──────── Source extract

Letting ISPs decide which apps get to be in a fast lane violates these principles. Apps that are in a fast lane work better than those that are not, especially when the network is busy and apps in the regular lane start suffering. If HBO Max is in a fast lane, it will continue to work well even if the network is busy, while all other video is buffering.

Differences in performance, including relative differences in performance, matter. Even small differences in load times affect how long people stay on a site, how much they pay, and whether they’ll come back. Those differences also affect how high up sites show in search results.

Thus, letting ISPs choose which apps get to be in a fast lane lets them, not users, pick winners and losers online. 

And as we’ve seen in the past, programs like this favor the most popular apps, even when the program is supposedly open to all apps in a category and no apps are paying the ISP. So the biggest apps will end up in all the fast lanes, while most others would be left out. The ones left out would likely include messaging apps like Signal, local news sites, decentralized Fediverse apps like Mastodon and PeerTube, niche video sites like Dropout, indie music sites like Bandcamp, and the millions of other sites and apps in the long tail.

────────────────
──────── Rows

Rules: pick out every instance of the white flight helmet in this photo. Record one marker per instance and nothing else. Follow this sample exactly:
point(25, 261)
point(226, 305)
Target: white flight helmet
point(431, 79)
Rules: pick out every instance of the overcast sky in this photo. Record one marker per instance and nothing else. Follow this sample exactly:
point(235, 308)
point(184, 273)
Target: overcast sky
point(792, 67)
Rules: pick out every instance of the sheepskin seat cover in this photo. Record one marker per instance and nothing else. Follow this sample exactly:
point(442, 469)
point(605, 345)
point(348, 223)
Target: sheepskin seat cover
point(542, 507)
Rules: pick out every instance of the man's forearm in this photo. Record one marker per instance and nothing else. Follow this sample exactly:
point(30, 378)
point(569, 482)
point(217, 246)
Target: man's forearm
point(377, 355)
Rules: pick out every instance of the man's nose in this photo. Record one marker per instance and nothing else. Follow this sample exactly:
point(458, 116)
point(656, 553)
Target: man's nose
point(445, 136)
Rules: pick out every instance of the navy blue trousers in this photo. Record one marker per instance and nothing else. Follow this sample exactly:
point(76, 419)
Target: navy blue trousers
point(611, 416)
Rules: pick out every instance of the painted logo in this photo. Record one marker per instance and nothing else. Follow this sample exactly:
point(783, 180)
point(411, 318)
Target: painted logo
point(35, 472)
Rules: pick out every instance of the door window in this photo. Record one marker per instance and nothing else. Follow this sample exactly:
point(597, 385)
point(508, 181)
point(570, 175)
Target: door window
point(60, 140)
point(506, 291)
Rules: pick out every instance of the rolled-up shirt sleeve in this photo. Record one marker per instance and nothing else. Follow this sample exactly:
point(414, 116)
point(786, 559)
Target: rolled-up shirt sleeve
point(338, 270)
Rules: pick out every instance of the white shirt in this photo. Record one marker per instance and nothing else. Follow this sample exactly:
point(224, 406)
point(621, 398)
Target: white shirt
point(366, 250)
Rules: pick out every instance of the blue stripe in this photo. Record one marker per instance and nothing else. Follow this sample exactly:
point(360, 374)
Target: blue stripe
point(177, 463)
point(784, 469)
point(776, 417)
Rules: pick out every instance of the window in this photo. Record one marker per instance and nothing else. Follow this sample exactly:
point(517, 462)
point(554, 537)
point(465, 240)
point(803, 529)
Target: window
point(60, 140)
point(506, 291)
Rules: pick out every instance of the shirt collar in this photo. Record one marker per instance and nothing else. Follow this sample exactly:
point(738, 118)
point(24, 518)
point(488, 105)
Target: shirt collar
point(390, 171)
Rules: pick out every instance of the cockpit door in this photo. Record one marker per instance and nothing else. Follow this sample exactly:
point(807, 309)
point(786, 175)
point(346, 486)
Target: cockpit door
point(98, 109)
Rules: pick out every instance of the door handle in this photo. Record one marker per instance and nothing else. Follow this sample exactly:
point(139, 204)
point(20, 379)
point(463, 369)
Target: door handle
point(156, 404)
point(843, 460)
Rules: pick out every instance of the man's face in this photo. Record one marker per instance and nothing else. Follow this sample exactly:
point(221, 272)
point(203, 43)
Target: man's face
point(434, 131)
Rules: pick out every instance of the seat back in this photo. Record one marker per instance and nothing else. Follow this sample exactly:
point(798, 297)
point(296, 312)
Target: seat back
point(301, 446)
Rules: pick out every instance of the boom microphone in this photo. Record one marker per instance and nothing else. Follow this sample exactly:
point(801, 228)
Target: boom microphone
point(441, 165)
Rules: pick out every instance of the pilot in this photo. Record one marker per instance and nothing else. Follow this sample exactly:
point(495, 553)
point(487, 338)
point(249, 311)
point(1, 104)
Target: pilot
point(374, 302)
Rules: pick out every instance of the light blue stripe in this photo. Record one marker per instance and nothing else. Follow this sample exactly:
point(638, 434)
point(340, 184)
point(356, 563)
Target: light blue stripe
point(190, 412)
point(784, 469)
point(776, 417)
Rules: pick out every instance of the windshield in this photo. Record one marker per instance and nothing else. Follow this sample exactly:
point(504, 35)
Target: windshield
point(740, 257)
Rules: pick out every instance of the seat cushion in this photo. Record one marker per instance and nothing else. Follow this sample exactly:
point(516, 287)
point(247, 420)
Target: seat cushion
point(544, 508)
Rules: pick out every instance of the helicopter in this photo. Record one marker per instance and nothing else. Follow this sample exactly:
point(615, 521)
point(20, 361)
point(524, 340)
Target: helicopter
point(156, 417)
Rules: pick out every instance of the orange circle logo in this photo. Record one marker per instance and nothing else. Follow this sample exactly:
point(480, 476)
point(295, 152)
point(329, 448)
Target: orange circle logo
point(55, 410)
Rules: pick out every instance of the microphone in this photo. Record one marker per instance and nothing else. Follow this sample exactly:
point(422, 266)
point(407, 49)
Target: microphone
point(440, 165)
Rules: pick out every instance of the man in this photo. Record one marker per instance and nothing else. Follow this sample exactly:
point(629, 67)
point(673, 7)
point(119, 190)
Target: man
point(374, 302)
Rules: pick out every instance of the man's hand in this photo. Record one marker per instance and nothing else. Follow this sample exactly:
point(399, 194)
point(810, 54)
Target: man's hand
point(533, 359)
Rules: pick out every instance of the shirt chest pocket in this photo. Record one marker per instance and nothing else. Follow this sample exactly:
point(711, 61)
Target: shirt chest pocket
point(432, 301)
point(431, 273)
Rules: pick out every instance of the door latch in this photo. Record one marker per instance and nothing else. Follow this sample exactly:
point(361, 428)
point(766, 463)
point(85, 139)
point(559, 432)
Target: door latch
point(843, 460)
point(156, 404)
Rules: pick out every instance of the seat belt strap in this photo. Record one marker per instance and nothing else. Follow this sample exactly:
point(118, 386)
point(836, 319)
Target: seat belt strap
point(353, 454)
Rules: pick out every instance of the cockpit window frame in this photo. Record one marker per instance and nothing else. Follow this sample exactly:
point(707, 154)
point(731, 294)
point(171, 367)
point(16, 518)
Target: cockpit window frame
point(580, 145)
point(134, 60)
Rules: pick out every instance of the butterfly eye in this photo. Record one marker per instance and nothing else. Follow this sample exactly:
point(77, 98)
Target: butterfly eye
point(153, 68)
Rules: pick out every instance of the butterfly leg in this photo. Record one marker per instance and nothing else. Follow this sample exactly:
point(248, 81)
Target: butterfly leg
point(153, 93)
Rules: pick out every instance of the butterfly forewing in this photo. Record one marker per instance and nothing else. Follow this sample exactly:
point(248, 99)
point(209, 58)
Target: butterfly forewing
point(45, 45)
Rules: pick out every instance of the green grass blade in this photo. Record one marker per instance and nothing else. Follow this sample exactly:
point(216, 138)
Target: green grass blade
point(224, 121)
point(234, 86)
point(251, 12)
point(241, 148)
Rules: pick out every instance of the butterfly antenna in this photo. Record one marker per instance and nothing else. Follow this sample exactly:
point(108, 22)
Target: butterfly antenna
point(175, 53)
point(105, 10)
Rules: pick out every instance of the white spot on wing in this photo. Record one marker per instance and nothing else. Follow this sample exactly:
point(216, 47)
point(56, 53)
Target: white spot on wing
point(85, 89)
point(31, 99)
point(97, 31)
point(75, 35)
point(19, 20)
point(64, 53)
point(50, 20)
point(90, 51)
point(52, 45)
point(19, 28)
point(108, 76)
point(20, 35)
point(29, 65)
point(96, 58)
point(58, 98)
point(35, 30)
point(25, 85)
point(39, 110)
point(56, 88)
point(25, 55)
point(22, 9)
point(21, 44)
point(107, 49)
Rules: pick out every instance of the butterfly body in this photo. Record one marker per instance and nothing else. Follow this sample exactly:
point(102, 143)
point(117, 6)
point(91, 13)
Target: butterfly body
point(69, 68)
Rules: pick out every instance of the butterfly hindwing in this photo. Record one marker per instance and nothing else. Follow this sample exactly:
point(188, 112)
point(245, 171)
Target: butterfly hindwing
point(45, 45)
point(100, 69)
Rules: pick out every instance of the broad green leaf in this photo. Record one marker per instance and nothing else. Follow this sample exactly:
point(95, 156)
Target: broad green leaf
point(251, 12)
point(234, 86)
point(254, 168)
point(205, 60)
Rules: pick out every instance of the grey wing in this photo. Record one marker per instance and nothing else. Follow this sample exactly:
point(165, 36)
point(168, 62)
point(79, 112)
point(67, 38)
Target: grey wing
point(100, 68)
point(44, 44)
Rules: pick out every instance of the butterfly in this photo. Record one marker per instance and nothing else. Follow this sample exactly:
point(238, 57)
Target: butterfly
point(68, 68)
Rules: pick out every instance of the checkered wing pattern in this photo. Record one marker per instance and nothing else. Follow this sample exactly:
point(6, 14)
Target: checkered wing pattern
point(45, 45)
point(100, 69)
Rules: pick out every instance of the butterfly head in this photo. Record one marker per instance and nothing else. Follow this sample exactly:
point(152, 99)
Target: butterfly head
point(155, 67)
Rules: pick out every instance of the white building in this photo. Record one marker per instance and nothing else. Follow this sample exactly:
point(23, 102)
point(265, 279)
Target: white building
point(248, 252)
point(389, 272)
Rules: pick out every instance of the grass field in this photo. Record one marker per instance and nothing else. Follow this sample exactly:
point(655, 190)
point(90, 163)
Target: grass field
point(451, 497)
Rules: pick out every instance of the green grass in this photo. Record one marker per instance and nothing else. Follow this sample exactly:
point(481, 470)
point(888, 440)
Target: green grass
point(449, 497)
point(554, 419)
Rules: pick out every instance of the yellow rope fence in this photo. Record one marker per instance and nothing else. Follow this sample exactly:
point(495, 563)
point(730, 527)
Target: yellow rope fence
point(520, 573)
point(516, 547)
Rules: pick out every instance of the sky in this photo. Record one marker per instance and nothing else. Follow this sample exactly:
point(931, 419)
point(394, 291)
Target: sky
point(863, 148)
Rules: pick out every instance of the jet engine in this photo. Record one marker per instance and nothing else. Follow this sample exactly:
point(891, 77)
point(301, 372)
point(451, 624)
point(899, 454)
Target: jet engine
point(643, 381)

────────────────

■ Directions for this task
According to the text about ISP fast lanes, what three things do even small differences in load times affect?

■ Exercise answer
How long people stay on a site, how much they pay, and whether they'll come back.